STORED DATA
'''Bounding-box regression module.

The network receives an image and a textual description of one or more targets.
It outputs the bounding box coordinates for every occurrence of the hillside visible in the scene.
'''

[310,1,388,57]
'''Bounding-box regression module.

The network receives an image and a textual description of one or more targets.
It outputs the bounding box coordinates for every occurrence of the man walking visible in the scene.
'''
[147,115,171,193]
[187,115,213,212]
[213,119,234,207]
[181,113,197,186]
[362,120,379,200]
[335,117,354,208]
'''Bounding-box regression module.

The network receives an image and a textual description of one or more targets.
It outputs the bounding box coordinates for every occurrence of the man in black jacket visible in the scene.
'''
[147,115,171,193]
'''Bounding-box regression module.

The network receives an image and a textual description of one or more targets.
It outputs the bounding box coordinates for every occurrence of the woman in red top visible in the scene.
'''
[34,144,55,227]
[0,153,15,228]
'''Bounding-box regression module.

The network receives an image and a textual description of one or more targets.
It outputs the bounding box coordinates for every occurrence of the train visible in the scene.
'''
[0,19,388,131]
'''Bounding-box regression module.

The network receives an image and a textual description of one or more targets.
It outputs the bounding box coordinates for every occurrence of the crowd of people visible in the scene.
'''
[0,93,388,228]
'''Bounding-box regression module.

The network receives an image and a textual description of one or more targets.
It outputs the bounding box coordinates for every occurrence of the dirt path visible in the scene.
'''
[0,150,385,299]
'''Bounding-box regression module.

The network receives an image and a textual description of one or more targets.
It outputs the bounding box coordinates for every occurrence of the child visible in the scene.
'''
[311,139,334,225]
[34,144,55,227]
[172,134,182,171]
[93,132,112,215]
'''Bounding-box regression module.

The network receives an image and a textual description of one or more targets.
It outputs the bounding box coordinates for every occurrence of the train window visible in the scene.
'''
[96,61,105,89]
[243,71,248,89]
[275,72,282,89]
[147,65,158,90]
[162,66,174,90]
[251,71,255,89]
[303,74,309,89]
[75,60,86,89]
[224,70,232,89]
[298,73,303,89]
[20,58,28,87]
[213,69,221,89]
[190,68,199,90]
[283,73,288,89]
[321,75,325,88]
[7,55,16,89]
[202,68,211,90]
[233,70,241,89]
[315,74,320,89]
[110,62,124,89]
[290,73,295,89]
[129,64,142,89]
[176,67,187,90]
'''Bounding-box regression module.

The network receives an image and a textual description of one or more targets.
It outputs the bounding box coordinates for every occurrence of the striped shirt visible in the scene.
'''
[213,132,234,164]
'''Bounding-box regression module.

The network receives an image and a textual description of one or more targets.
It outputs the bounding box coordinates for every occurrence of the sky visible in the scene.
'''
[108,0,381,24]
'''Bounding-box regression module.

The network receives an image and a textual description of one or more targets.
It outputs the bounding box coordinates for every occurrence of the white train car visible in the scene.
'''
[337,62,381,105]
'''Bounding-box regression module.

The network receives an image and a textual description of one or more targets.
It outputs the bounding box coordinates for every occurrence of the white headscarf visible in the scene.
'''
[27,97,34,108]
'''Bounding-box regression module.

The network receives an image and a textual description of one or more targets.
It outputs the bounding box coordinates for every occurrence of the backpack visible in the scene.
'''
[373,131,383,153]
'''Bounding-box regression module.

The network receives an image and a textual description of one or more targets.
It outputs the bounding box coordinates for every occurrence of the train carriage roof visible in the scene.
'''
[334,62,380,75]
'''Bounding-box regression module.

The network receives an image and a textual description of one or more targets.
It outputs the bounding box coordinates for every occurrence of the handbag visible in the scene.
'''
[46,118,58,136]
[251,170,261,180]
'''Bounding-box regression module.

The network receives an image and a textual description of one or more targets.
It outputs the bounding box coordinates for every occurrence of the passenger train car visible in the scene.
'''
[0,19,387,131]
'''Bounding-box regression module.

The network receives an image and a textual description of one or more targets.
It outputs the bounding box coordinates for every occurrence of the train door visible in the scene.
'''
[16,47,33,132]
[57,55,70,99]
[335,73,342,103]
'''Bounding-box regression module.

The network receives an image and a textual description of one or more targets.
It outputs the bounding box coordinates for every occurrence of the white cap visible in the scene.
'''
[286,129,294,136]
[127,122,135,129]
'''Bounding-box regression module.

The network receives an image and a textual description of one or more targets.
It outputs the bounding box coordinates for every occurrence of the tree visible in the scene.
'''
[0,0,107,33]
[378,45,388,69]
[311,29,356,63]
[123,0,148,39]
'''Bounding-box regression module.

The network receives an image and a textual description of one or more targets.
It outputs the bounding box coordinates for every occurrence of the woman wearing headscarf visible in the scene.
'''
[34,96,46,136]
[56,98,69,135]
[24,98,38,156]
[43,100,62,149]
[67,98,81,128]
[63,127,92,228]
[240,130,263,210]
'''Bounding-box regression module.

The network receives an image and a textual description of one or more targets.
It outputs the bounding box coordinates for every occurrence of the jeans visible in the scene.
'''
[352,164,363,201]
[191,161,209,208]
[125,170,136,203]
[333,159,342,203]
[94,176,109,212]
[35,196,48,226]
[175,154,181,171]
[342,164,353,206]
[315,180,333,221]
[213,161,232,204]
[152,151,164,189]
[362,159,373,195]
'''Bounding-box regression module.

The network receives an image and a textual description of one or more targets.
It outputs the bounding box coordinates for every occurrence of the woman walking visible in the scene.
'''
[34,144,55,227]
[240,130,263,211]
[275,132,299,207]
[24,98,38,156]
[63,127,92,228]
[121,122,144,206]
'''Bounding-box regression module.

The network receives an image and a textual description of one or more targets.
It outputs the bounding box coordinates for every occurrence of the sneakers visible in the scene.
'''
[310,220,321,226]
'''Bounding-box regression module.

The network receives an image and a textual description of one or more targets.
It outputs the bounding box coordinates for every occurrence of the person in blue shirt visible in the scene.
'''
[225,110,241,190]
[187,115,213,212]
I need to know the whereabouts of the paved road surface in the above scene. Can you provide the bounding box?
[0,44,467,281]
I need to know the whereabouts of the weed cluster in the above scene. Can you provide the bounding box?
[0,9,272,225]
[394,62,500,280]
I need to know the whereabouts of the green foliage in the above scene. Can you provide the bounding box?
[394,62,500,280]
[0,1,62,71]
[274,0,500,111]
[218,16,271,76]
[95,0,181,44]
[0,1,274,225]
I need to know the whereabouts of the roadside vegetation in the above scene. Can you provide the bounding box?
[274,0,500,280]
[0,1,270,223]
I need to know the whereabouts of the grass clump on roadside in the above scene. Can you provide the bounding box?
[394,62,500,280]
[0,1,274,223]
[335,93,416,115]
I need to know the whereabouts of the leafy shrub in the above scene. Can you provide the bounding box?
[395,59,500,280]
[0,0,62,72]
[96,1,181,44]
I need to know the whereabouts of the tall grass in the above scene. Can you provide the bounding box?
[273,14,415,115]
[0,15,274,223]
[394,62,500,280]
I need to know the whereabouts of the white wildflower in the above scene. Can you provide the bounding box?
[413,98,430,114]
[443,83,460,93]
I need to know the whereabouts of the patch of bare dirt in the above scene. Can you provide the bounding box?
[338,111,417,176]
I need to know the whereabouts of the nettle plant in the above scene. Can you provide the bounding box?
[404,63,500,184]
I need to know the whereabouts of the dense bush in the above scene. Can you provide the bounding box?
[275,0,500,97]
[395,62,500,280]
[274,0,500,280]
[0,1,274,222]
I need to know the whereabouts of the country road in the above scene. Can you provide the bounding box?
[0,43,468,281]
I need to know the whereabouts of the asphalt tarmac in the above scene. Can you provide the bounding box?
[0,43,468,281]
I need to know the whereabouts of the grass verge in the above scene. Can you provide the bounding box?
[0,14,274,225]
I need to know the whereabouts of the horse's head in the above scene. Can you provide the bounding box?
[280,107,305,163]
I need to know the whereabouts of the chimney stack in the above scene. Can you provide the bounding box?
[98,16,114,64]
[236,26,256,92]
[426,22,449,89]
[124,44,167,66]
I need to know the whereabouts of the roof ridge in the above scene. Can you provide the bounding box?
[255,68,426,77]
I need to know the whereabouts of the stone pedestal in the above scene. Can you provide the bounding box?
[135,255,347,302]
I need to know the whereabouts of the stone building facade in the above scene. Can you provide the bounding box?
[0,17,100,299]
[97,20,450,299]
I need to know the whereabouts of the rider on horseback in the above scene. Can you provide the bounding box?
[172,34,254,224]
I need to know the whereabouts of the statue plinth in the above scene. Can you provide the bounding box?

WORK TO DO
Please extract each line of the rows above that contains the word "roadside", copying every such line in full.

RESULT
I need to know the whereabouts of the roadside vegetation in the above scene. Can you provide the bounding box?
I need to know the whereabouts of the grass clump on roadside in the above scene. Can you provide the bounding box?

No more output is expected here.